### WORK TO DO
Locate the line containing "for every instance of the white jersey, set" in the material below; repeat it and every line after it, exactly as written.
--------------------------------------------------
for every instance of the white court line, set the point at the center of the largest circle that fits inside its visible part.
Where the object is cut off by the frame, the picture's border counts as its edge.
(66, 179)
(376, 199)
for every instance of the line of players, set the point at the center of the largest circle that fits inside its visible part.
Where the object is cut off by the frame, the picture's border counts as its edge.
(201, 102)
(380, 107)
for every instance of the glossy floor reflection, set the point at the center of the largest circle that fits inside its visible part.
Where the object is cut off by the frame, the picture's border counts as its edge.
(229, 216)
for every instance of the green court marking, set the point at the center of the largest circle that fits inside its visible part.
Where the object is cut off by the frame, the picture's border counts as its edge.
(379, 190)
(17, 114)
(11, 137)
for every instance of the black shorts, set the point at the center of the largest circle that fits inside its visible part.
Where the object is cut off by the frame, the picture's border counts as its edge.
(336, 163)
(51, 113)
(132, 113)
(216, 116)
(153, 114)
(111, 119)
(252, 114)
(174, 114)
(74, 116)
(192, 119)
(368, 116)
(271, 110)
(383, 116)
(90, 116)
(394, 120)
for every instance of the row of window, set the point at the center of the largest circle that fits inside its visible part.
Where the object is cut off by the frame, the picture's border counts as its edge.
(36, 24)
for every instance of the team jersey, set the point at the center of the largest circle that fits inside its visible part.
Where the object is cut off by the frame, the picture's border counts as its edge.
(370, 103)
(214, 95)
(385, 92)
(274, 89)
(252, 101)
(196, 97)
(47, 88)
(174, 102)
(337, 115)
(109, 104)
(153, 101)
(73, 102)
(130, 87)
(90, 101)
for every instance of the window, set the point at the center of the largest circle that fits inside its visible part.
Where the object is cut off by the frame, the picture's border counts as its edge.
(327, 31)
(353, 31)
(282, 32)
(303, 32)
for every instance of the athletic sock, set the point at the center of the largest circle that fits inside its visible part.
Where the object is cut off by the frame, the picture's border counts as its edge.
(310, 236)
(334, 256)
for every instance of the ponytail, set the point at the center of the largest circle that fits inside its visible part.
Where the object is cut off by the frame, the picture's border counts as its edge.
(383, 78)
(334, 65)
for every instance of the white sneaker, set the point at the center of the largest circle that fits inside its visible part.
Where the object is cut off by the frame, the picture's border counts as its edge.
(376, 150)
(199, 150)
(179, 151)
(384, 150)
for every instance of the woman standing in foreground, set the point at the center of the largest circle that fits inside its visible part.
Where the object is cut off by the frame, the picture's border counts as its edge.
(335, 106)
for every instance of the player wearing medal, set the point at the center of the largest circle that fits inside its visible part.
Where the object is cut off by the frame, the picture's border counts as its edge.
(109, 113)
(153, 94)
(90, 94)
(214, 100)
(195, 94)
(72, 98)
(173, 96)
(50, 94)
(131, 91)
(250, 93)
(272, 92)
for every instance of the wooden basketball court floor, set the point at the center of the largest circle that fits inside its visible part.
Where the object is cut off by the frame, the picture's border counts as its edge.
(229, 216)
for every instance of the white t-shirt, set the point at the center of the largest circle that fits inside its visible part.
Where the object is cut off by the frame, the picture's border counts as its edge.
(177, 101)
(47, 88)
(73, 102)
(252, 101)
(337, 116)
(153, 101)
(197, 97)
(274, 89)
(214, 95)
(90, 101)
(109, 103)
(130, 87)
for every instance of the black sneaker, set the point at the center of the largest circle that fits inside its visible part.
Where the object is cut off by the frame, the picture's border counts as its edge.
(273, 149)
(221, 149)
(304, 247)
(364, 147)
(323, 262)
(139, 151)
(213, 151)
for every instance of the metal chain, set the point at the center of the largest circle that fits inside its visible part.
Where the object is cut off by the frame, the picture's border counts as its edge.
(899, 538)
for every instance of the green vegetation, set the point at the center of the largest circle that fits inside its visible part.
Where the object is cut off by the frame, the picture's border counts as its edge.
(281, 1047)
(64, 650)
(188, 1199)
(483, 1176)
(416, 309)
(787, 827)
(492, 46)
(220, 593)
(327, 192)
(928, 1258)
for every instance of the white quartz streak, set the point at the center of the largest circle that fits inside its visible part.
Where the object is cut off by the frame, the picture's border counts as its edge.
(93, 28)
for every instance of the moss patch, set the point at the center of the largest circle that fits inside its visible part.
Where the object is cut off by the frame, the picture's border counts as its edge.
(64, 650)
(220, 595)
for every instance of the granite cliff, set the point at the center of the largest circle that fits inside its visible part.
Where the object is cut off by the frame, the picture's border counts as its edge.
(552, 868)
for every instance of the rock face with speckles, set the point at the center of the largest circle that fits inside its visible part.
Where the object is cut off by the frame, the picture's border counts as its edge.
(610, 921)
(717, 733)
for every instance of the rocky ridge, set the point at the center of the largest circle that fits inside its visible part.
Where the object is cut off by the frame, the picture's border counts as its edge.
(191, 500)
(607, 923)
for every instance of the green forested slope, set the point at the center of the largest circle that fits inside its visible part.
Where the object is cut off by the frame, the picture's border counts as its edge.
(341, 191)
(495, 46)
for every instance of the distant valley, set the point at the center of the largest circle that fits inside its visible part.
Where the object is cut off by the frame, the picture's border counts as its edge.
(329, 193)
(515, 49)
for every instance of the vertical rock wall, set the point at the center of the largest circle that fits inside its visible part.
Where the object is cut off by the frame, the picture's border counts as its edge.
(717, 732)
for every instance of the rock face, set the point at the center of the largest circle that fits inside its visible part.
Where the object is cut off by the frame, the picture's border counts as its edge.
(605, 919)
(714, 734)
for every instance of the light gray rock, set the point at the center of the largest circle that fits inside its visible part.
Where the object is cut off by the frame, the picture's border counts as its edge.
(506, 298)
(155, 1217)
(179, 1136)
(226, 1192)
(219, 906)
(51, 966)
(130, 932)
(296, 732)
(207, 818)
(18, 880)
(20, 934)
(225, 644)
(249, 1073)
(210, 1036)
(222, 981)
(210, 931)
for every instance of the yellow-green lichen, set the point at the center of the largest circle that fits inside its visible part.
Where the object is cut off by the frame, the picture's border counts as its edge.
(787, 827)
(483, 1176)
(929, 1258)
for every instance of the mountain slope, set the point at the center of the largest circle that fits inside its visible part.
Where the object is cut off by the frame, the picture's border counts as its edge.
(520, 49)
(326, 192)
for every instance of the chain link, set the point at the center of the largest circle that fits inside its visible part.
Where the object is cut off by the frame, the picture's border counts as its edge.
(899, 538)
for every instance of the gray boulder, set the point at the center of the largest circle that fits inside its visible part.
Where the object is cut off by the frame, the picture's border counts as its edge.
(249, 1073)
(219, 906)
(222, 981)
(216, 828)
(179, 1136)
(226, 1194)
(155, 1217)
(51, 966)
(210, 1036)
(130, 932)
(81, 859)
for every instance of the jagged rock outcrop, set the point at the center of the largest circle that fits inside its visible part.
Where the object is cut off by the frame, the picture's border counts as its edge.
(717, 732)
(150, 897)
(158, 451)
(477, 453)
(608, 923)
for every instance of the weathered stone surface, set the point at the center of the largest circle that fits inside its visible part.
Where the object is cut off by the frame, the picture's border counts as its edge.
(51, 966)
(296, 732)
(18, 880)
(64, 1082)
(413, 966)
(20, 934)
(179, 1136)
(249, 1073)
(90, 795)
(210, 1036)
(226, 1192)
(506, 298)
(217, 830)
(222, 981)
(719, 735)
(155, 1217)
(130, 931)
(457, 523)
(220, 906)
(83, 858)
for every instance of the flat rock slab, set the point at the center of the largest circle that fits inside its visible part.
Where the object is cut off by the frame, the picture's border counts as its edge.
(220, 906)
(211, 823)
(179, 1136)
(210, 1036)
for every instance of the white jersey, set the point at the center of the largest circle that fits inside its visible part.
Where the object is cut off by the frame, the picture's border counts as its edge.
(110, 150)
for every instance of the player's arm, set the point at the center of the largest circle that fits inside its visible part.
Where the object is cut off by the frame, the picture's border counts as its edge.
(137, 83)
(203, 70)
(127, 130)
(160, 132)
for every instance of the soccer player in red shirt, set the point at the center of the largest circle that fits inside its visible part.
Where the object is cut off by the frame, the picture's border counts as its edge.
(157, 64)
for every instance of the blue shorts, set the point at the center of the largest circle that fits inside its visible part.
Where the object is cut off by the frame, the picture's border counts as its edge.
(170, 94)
--------------------------------------------------
### ANSWER TO THIS EXERCISE
for every instance of the white jersey, set the point at the center of the largest circle that fits inside its visible part.
Where the object is cut off by the frame, the picture's border counts as its edge.
(110, 150)
for every instance of the player's arm, set the point at the center of the largest circle that fits inside its visible part.
Where the object is cut off by the frame, the picture's border counts as its edge.
(137, 83)
(203, 70)
(127, 130)
(160, 132)
for every instance of the soccer player in red shirt, set the point at the center of the largest circle that fits inside its visible part.
Where the object is cut off by the frame, the picture's border counts as its edge.
(157, 64)
for every instance of the blue shorts, set the point at the center of the largest circle that fits inside its visible part.
Where the object is cut off by the frame, the picture's border counts as its edge.
(170, 94)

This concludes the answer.